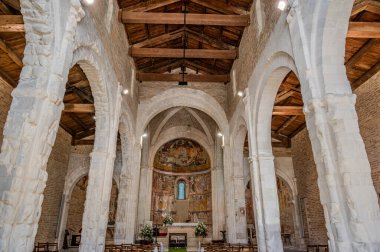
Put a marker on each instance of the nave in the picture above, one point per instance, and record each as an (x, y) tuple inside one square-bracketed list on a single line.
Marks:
[(190, 125)]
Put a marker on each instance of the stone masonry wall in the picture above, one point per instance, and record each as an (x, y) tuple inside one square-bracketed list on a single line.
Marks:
[(5, 104), (104, 14), (216, 90), (56, 169), (306, 174), (264, 16), (368, 109)]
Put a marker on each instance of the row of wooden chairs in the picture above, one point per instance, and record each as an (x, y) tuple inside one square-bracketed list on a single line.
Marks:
[(317, 248), (129, 248), (46, 247), (230, 247)]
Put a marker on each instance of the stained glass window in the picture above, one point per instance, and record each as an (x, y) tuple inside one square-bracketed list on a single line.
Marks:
[(181, 190)]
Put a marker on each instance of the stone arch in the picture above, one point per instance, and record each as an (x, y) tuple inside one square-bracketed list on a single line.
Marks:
[(181, 132), (328, 43), (185, 97), (90, 63), (278, 66)]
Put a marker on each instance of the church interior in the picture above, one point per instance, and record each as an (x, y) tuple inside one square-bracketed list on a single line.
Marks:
[(190, 125)]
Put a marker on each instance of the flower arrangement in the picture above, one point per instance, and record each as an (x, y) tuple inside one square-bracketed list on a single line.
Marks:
[(201, 230), (168, 220), (147, 232)]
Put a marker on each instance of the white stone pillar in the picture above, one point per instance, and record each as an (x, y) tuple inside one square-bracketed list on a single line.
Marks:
[(33, 119), (63, 220), (128, 195), (344, 174), (240, 208), (145, 188), (218, 205), (229, 195), (298, 234), (96, 210), (266, 203)]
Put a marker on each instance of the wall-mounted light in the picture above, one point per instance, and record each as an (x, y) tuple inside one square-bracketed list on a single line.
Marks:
[(142, 138), (88, 2), (282, 5), (221, 136)]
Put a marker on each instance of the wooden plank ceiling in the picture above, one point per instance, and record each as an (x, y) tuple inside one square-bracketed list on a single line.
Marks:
[(362, 61), (77, 118), (362, 56), (211, 37)]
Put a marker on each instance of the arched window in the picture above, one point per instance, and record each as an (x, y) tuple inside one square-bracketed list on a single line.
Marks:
[(181, 187)]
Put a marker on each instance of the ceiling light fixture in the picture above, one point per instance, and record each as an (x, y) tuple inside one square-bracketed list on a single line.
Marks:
[(282, 5), (89, 2), (183, 67)]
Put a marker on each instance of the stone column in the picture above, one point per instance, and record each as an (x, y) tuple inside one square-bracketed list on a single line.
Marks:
[(344, 174), (128, 195), (299, 240), (96, 210), (267, 212), (218, 213), (229, 195), (145, 190), (240, 216), (33, 119)]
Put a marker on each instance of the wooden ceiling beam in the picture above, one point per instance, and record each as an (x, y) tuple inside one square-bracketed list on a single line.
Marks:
[(149, 5), (178, 18), (5, 9), (280, 137), (366, 76), (287, 110), (203, 38), (181, 53), (361, 52), (77, 120), (162, 66), (67, 129), (179, 77), (79, 108), (81, 94), (11, 23), (166, 37), (84, 134), (8, 79), (286, 124), (88, 142), (204, 67), (14, 57), (364, 30), (15, 4), (286, 95), (220, 6), (281, 144), (368, 5)]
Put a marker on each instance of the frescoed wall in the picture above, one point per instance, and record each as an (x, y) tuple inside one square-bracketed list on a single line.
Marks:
[(181, 155), (178, 162), (197, 205)]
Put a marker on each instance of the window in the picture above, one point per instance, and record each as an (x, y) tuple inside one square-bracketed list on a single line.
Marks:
[(181, 190)]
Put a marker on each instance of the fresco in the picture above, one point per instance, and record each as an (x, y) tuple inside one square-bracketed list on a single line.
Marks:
[(181, 155), (197, 205)]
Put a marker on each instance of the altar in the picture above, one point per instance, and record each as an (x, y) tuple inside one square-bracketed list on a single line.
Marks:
[(177, 232)]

·····

**WHAT IS BEING ASKED**. Rescale the lines beginning with the line that contains "Put a marker on each instance of the arched" and continuing through the line that contains "216), (33, 119)]", with both of those lines included. Reproduce only those lines in full, requests included, and multiply every coordinate in the answers by 1.75, rounding each result to a whole number with halves rounded up.

**WRITTEN RESPONSE**.
Put a marker on each instance of the arched window in the picture above, one point per instance, and record each as an (x, y) tuple inside one square-bracketed list on a single line.
Marks:
[(317, 327)]
Put a marker on each instance of the ceiling light fixture in the picture above, one point per instance, and record each as an (x, y) tuple inside one square-bracketed list on a single line.
Marks:
[(494, 9), (156, 4), (320, 117)]
Put a marker on each instance of the stone column in the picture above, one point per instance, and record each as an (x, y) tuple inside one square-bracketed list on a single line.
Marks:
[(602, 305), (224, 341), (523, 420), (168, 368), (467, 371), (382, 373), (401, 341), (254, 333), (420, 378), (58, 208)]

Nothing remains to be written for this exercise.